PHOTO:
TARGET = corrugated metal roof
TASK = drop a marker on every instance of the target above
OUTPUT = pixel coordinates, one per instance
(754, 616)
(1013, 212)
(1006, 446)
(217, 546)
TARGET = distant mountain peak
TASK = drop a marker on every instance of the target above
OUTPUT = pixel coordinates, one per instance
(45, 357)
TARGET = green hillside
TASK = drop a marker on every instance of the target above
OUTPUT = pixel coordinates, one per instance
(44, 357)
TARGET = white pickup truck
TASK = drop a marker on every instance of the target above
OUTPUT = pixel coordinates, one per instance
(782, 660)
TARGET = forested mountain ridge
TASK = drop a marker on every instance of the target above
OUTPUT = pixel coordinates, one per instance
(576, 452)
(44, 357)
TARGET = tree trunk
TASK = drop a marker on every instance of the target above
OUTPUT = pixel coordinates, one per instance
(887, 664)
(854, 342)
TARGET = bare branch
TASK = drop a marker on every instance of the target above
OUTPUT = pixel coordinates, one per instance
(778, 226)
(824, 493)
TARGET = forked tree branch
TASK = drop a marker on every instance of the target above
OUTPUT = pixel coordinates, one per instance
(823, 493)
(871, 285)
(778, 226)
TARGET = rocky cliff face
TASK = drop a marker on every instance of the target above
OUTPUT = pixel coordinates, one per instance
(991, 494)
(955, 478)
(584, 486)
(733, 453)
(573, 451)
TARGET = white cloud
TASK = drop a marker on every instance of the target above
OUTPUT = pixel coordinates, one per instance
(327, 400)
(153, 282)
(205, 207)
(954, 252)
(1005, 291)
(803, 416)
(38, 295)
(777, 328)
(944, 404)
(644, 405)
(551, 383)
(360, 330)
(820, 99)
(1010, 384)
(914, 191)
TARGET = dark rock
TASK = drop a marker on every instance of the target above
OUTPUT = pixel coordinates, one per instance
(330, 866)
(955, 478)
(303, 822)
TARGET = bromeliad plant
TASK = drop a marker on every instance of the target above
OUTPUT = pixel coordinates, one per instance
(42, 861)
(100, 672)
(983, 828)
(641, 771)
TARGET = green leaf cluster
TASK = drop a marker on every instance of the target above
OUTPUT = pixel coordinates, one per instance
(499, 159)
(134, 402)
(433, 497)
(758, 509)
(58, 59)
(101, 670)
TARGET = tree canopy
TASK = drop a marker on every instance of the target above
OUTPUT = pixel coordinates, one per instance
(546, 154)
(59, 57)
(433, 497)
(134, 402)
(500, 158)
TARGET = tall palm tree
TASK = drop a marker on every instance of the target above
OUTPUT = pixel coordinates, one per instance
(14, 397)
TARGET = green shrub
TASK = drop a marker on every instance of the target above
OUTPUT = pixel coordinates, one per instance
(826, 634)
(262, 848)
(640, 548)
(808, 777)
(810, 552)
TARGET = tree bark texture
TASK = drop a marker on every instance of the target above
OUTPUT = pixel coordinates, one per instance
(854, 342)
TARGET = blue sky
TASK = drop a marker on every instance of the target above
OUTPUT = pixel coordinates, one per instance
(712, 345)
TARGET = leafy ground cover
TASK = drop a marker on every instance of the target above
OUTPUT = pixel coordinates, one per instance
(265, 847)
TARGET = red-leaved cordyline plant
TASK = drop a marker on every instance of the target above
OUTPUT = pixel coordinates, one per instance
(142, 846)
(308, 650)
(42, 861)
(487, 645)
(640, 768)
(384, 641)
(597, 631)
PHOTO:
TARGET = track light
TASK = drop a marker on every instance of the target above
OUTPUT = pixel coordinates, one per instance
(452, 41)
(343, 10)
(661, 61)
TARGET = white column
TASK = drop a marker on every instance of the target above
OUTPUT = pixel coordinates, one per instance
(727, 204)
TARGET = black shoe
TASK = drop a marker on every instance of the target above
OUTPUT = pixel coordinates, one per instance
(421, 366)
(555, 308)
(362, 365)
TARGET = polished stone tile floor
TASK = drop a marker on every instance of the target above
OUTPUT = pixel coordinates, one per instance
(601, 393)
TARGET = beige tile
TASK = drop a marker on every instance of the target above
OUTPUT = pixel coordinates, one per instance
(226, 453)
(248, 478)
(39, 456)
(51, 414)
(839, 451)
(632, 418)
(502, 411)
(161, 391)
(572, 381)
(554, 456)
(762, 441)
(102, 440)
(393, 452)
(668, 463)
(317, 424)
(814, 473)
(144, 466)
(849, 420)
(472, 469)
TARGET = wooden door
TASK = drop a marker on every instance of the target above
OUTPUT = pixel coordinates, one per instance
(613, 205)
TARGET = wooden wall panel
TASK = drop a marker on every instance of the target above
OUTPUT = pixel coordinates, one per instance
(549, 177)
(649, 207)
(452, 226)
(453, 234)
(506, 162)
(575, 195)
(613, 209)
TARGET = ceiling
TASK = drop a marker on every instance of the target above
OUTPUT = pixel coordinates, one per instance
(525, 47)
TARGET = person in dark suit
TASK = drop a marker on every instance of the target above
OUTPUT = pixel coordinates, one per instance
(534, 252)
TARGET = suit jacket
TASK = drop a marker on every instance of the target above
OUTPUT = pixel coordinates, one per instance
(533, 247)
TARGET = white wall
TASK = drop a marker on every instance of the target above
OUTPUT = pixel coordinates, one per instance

* * *

§ **YOUR TASK**
Reproduce exactly the line containing "TARGET = ceiling" and every line after it through the end of the records above, and nothing else.

§ **RESULT OF THIS EXERCISE**
TARGET = ceiling
TASK = drop a marker on every instance of the target above
OUTPUT = pixel coordinates, one per instance
(525, 47)
TARGET = person in dark suit
TASK = drop a marker on every instance of the target above
OUTPUT = pixel coordinates, one per instance
(534, 252)
TARGET = suit jacket
TASK = drop a marker on every instance of the target above
OUTPUT = pixel coordinates, one per instance
(533, 247)
TARGET = white wall
TASK = drop a marker on every instance of the target above
OUTPUT = pixel coordinates, one per instance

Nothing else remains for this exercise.